----- SOURCE PASSAGE
A complex idea for kids
Unsatisfied, I racked my brain for a topic that might help me compare the AI models and reveal OpenAI’s GPT-5 breakthroughs.
Then it hit me like a blast of hot sunlight: Cold fusion, now there’s a challenging topic. However, if I asked ChatGPT, Gemini, and others for an explanation, I worried each would dive deep into the science details, which wasn’t what I wanted. I decided to have each of them “Explain it to me like I’m a five-year-old.” Is there any better way to understand complex information than when it’s simplified to a level any grade schooler could digest?
As an added wrinkle, I asked for kid-friendly illustrations to accompany the explanation.
Here’s the prompt:
“Explain cold fusion to me like I’m a five-year-old. Also, please include kid-friendly illustrations.”
It only took ChatGPT running GPT-5, Claude AI, Gemini, and Copilot a few seconds each. The information was accurate, but their approaches were wildly different.
Let’s start with ChatGPT:
Not gonna lie, this was a little disappointing. The image arrived without any other context, and though the text is accurate and a five-year-old might smile at the image, they might also be confused over some of the concepts, like “atoms”, “hydrogen”, and “helium” (okay, maybe they’re familiar with that last one).
With GPT-5, ChatGPT is supposed to be a better and maybe more concise conversationalist, with a stronger understanding of the emotion behind a prompt. It’s also avoiding filling knowledge gaps with nonsense. This distillation does illustrate some of that, but I think it fell far short of the mark.
Gemini
Gemini’s explanation is generally excellent, though I think it’s designed to be read out loud to a five-year-old. Still, I appreciate how it started by explaining hot fusion before delving into cold fusion.
It would’ve been nice if Gemini had also explained what atoms are, but at least it created an adorable illustration of two atoms hugging.
Copiliot
Copilot is an interesting case since it’s based on OpenAI’s GPT models, and I’m pretty sure it does not yet have access to GPT-5. In other words, its answer was probably crafted by GPT-4.
----------
----- EXCERPTED RECORDS
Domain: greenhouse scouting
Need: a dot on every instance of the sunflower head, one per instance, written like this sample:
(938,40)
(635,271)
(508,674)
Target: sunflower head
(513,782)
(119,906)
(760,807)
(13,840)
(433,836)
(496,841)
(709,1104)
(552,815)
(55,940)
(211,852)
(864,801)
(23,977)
----------
----- EXCERPTED RECORDS
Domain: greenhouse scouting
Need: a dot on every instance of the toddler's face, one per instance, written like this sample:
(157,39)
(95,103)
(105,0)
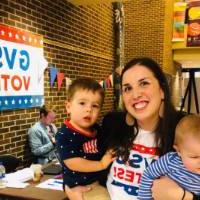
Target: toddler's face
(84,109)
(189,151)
----------
▶ WHAT YOU HAVE TO DO
Extend the article comparing how AI chatbots explained cold fusion, starting after its final sentence. The records have no connection to the article about AI chatbots explaining cold fusion.

▶ EXPECTED ANSWER
It did a much better job than GPT-5 of explaining all the core concepts and how cold fusion might work. Copilot also gets points for an excellent cold fusion analogy. “It’s like trying to bake cookies without turning on the oven. 🍪”.
Unfortunately, it failed to deliver inline illustrations.
Claude AI
I saved the best for last. Claude AI far outperformed GPT-5, Gemini, and Copilot, not necessarily because its text explanation is better than Gemini’s or Copilot’s (though it is), but because Claude AI automatically created an Artifact.
Clause AI Artifacts are instantly shareable apps, tools, and content. I didn’t ask Claude to create one, but next to the text was a “Cold Fusion for Kids!” interactive artifact, and it’s kind of brilliant.
If you publish the artifact, it produces a publicly shareable URL that’s live until you unpublish it. I made the guide live so you can see it.
Just look at it. It’s so simple, so clear, so much fun.
Claude AI smartly starts the guide by explaining and illustrating atoms. It then dives into the Sun and how it handles atoms and fusion. Next up is cold fusion, accompanied by a fun illustration of a bubbling scientist’s beaker.
There is a bit of depth here. The guide explores if cold fusion works and finally talks about why we’d want it: “It would be like having a tiny Sun in a jar!”
The only thing missing is one cute illustration of how Cold Fusion might work (perhaps they can borrow one from GPT-5).
Even though I have some experience with Claude AI artifacts, I didn’t expect it to go this way. I have high hopes for GPT-5, but I think Claude AI, and to a lesser extent Gemini, understand that being concise does not always equate to clarity.
I’m certain there are other areas where ChatGPT running GPT-5 outstrips them all, but in this instance, Claude AI knew the best way to explain cold fusion to a five-year-old – and me.